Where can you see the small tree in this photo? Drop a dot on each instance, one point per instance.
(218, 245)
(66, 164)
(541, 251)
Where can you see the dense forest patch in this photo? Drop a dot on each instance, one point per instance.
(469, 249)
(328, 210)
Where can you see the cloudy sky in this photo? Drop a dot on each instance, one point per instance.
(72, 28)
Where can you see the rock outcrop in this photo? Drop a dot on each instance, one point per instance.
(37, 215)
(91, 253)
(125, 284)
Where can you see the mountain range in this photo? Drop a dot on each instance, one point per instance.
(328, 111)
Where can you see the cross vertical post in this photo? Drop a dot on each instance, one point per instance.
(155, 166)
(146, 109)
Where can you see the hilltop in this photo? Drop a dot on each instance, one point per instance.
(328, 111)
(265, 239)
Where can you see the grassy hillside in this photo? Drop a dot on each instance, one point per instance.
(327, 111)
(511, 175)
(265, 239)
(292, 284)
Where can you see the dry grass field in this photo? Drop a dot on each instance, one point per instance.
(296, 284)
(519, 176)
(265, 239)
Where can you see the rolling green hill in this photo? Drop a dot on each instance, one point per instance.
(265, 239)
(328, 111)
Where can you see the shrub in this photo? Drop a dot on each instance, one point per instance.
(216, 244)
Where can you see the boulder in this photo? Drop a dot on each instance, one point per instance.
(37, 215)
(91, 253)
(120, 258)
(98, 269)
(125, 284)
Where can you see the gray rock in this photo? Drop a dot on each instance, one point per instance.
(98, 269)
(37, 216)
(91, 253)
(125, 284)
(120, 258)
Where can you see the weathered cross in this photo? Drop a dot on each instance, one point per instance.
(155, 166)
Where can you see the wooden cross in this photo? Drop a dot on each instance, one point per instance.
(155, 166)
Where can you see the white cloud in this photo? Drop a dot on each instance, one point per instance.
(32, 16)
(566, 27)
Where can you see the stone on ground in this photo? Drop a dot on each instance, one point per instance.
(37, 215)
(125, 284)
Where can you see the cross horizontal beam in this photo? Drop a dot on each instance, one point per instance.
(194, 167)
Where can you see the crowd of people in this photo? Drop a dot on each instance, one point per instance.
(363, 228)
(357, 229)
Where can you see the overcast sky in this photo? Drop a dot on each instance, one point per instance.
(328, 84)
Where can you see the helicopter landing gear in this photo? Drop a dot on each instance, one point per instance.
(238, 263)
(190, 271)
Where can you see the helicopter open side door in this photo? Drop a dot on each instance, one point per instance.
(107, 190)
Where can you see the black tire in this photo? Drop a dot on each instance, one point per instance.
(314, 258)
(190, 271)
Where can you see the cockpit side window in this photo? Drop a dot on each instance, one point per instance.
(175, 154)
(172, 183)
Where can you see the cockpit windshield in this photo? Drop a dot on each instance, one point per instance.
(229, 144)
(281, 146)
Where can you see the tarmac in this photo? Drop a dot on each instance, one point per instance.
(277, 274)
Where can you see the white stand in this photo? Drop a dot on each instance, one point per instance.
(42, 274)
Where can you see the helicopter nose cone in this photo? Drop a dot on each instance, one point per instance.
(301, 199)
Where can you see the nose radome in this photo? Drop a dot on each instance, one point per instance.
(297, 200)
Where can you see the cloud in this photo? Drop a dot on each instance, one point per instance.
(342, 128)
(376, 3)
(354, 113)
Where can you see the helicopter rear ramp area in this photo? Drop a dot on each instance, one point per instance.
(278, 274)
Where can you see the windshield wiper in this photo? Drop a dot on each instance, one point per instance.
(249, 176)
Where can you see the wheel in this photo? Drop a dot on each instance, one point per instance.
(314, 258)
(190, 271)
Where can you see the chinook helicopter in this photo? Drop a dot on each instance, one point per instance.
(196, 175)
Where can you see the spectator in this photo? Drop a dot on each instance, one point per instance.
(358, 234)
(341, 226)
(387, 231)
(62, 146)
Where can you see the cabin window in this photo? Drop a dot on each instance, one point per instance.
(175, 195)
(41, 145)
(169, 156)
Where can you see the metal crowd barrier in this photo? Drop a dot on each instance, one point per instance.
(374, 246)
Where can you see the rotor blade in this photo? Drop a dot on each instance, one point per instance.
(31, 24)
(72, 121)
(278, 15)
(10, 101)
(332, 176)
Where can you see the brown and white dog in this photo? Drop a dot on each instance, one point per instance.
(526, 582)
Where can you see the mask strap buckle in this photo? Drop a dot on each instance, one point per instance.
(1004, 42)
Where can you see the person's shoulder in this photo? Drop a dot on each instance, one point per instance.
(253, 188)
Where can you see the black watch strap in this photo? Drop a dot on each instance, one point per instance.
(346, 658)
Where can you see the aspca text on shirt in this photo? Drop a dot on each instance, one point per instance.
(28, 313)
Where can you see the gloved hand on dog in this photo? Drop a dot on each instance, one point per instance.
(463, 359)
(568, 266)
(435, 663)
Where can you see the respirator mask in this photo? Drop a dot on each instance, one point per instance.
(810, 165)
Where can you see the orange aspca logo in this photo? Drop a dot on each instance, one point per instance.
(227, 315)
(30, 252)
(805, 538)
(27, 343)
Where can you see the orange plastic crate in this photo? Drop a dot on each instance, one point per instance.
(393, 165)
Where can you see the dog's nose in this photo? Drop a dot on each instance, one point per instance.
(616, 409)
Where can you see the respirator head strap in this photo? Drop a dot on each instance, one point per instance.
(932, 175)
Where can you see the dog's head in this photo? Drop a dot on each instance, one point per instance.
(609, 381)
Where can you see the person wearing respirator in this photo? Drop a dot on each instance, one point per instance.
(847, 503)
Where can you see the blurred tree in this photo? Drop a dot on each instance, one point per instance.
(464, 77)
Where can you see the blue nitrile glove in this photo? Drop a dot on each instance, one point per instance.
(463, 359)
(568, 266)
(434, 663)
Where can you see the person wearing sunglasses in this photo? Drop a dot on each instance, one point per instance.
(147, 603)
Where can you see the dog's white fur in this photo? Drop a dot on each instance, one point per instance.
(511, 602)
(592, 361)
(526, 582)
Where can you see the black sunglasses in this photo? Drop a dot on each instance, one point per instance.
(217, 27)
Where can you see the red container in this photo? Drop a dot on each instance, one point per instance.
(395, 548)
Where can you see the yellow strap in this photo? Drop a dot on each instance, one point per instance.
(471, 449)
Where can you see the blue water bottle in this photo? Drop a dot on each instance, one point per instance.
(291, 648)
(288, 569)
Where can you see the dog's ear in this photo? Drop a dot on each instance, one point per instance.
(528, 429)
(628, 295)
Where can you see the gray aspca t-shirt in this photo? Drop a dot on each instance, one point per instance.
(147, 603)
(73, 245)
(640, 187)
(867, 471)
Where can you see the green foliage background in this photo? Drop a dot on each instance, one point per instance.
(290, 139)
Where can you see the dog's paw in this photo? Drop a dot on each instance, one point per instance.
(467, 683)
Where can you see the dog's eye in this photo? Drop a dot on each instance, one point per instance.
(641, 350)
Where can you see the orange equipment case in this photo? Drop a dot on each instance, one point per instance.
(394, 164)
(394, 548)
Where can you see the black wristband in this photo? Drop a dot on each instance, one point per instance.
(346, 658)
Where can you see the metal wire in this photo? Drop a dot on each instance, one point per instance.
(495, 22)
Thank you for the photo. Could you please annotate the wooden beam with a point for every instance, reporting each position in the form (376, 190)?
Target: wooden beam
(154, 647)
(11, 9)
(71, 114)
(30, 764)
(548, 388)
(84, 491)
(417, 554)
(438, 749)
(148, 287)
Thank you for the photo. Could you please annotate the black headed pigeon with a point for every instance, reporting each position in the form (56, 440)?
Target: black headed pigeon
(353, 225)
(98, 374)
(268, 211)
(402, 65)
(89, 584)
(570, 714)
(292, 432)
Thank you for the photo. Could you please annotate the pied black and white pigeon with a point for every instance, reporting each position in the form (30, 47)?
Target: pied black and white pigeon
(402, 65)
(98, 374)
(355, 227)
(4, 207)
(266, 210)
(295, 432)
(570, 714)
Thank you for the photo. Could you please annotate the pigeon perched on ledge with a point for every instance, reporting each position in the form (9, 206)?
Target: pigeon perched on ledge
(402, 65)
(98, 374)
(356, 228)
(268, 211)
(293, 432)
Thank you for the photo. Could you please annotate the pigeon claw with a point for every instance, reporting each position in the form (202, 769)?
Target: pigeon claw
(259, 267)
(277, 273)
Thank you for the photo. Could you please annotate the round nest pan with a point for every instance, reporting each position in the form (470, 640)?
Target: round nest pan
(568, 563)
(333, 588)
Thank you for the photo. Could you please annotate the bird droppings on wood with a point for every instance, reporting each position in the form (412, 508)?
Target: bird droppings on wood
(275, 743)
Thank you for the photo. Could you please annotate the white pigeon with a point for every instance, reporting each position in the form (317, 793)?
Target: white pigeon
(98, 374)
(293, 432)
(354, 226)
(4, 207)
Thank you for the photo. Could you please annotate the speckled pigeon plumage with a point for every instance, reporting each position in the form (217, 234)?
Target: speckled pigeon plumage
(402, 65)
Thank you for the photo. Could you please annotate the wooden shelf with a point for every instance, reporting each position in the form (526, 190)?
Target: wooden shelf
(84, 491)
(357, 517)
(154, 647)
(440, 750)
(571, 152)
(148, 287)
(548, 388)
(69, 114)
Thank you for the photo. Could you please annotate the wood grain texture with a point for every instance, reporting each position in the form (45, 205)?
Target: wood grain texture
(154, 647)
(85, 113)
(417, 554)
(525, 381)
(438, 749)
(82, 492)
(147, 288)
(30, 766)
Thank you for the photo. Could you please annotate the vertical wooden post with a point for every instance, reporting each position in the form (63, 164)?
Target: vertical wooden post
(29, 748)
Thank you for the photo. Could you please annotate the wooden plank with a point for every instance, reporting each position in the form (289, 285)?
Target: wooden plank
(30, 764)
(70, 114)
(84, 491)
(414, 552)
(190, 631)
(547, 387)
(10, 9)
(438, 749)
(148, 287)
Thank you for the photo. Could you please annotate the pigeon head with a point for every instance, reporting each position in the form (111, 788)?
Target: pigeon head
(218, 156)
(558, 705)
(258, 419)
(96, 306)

= Task =
Reproduce the lines word for word, starting at the one holding "form (289, 285)?" and ending at the final line of the material above.

= The completed task =
Thank you for the photo. Could you please annotate the wooden plank with a point for every instance, reporting each position in the form (289, 285)?
Target: wooden plank
(30, 764)
(70, 114)
(84, 491)
(414, 552)
(190, 631)
(547, 387)
(10, 9)
(438, 749)
(148, 287)
Thank you for the photo. Could you please annotate the pigeon head with a point for every instance, reporting each position in the form (111, 788)?
Target: pigeon head
(218, 156)
(558, 705)
(258, 419)
(96, 306)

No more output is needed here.